(Text passage)
When you and I were in school we learned about some critters who are called Amphibians.  The most common is the frog.  If you put a frog into a tank of water without a dry place to crawl onto it will die, but if you place it in a terrarium with no water, it will also die.  Amphibians need both water and dry ground to thrive.

As frogs need both realms in order to thrive, so we humans are designed to live in two worlds – both the seen and the unseen world.  Of course, we are not cold-blooded creatures which all true amphibians are, yet we were intended to enjoy the benefits of two ecosystems, the physical and the spiritual, the earth and the heavens. 

The natural world was created with such beauty, it is saturated with wonders pleasing to all our senses.  Just look at your Facebook feed this time of year – vacations are being taken everywhere natural beauty exists.  Walking through a dimly-lit forest or with sand between your toes on the beach of a beautiful lake is like taking a vitamin (N for nature).  Simply untangling from technology can become a calm and peaceful reprieve.  Dad and I love to drive along Lake Michigan during any season of the year, enjoying the summer lush green vegetation, the majestic autumn colors in the fall or the frozen splendor of the lake in the winter.

But along with this beauty of creation we were also made to live in the spiritual world, to draw upon the supernatural strength, life-giving hope and joy that only Jesus can provide.  There are days when I feel totally alive, hopeful and trusting in God.  There are also days when I forget Him, become disappointed with Him, causing my faith to feel flat or even fake.  Hopelessness can become an infection in my soul, creeping in slowly and sometimes imperceptibly until I find myself in a dark pit. 

Like an injured animal that cannot keep up with the herd, one can become vulnerable to the predator who wants to drag our soul into Desolation.  We have an enemy of our soul who would like nothing more than for you and I to become hopeless and despairing of life.

John Eldredge writes about the human emotions, trying to live in this world using our own strength, watching the world become more divided and falling into chaos:

The symptoms [of Desolation] include a sort of dullness of heart, a poverty of spirit,

a barrenness of soul.  Disappointment, so understandable given the circumstances,

collapses into disillusionment.  Neither hope nor joy comes easily.
(End Text passage)
(Dataset excerpt)
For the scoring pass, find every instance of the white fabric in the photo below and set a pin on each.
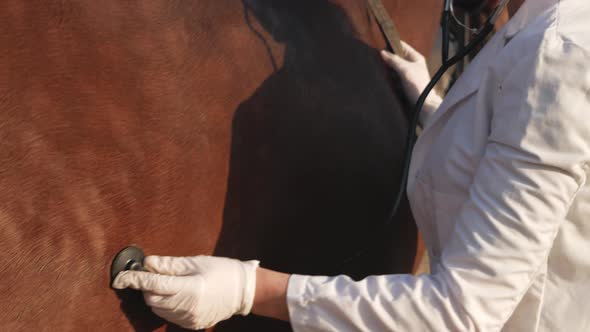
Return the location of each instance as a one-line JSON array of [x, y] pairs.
(End Dataset excerpt)
Task list:
**A.** Repeat the stretch of the passage about amphibians and the two worlds from "When you and" through "and the heavens.".
**B.** In the passage about amphibians and the two worlds, what two things do amphibians need in order to thrive?

Answers to the exercise:
**A.**
When you and I were in school we learned about some critters who are called Amphibians.  The most common is the frog.  If you put a frog into a tank of water without a dry place to crawl onto it will die, but if you place it in a terrarium with no water, it will also die.  Amphibians need both water and dry ground to thrive.

As frogs need both realms in order to thrive, so we humans are designed to live in two worlds – both the seen and the unseen world.  Of course, we are not cold-blooded creatures which all true amphibians are, yet we were intended to enjoy the benefits of two ecosystems, the physical and the spiritual, the earth and the heavens.

**B.** Both water and dry ground.